++++ Records for the task ++++

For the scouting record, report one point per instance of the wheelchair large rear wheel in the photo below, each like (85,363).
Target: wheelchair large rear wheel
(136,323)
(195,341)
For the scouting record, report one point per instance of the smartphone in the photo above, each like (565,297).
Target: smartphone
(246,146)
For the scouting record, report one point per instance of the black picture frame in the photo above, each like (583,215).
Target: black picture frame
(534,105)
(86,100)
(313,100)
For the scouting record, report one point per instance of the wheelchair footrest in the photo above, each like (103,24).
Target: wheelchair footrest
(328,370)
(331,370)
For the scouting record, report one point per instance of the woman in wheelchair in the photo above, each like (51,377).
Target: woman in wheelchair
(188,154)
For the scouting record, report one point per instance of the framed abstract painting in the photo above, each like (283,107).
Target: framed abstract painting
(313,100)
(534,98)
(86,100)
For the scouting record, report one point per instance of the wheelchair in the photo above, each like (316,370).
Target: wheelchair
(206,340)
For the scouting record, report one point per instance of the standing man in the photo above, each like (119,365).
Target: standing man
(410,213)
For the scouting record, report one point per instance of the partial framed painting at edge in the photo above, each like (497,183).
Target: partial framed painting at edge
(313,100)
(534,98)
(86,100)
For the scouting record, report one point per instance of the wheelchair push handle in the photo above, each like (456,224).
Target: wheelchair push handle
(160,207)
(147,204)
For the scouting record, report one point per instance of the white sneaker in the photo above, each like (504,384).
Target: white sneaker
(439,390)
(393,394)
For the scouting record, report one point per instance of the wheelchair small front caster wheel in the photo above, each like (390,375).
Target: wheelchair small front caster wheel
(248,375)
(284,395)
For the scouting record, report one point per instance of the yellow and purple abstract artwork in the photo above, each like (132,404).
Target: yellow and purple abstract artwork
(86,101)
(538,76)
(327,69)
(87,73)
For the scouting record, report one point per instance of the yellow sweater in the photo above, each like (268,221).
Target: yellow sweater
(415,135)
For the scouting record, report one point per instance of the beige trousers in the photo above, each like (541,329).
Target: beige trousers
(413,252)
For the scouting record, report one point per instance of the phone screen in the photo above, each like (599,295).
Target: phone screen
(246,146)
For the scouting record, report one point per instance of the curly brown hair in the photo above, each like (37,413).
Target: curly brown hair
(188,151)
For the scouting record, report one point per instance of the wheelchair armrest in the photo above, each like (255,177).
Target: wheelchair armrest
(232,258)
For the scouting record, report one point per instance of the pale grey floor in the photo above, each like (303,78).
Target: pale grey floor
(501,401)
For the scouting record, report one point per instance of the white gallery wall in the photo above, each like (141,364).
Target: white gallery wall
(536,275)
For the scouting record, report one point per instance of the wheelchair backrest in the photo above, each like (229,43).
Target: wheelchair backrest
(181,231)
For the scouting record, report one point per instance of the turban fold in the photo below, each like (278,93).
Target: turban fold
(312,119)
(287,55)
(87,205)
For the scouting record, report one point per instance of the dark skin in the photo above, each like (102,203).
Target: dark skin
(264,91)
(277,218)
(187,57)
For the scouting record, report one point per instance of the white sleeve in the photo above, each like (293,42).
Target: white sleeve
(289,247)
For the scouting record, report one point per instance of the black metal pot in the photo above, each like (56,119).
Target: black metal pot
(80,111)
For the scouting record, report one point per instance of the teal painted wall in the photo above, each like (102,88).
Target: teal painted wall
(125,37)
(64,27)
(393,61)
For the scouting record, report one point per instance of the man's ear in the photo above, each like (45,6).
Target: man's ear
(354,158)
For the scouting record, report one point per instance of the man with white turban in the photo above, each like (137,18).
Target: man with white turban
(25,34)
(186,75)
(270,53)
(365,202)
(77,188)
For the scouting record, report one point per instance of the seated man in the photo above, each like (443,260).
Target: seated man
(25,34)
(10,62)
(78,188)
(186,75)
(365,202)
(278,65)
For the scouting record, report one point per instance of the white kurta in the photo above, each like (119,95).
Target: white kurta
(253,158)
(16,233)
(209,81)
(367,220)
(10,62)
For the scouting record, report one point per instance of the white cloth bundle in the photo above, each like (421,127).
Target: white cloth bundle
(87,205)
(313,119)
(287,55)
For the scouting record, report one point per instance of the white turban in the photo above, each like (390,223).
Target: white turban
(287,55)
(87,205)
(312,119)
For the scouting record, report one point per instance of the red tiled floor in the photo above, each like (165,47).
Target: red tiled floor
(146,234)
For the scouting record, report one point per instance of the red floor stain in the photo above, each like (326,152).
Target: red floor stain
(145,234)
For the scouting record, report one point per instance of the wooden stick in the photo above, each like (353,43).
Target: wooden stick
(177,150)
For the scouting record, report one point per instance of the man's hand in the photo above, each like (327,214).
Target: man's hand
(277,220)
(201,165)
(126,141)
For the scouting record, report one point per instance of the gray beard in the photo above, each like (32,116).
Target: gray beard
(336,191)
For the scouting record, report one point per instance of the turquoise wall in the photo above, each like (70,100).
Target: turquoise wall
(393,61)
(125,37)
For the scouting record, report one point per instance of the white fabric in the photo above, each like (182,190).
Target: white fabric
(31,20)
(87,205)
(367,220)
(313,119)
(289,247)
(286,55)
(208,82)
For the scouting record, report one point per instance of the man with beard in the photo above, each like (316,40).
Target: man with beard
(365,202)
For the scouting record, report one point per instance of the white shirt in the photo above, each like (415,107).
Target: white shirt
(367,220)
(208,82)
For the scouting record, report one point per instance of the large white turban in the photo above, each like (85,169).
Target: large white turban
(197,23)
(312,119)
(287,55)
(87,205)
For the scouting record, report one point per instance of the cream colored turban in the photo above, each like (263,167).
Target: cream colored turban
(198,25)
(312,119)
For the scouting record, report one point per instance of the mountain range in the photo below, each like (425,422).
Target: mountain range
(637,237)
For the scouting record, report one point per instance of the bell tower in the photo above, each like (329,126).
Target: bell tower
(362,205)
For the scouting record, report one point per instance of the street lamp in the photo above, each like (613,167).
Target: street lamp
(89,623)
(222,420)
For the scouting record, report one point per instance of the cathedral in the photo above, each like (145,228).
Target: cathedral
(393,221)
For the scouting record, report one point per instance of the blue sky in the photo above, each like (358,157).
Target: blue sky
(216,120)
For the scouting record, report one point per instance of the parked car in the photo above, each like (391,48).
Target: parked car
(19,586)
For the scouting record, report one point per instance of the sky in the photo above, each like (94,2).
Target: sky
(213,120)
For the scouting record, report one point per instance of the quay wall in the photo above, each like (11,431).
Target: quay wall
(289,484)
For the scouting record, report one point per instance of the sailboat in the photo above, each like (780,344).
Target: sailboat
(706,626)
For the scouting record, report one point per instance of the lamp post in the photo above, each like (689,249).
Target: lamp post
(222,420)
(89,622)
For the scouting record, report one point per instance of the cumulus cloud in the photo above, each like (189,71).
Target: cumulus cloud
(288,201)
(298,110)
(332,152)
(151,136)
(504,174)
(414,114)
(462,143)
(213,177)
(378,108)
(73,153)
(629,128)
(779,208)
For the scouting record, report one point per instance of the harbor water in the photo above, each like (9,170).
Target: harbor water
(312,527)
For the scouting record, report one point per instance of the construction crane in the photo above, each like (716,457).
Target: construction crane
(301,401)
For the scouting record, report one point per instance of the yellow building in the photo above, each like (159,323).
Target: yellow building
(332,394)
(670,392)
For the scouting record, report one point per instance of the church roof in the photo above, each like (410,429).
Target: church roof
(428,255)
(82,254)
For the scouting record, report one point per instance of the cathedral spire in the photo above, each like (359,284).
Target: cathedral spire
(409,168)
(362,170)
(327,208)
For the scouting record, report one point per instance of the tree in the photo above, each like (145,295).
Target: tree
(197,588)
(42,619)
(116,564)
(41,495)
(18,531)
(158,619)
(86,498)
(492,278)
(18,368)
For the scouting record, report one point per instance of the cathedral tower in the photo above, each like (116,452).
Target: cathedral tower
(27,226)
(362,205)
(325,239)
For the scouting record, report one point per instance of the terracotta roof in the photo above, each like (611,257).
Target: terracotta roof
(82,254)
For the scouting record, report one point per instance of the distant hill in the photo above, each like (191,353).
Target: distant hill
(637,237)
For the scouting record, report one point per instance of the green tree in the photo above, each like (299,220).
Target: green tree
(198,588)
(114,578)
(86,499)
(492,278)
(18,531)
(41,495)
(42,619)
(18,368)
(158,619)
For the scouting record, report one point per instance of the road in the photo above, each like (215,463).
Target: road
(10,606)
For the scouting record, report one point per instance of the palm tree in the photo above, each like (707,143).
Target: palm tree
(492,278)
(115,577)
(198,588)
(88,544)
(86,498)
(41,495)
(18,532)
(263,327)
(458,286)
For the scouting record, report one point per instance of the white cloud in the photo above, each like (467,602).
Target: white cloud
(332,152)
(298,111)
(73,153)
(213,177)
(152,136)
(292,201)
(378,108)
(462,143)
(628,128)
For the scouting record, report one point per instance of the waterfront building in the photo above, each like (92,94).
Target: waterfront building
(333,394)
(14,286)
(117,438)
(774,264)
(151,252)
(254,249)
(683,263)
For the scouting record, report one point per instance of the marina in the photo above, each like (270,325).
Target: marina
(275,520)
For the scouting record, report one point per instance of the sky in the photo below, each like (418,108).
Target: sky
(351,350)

++++

• Work request: For the entries above, give only the number of lines that contain the word "below".

• Your solution: 4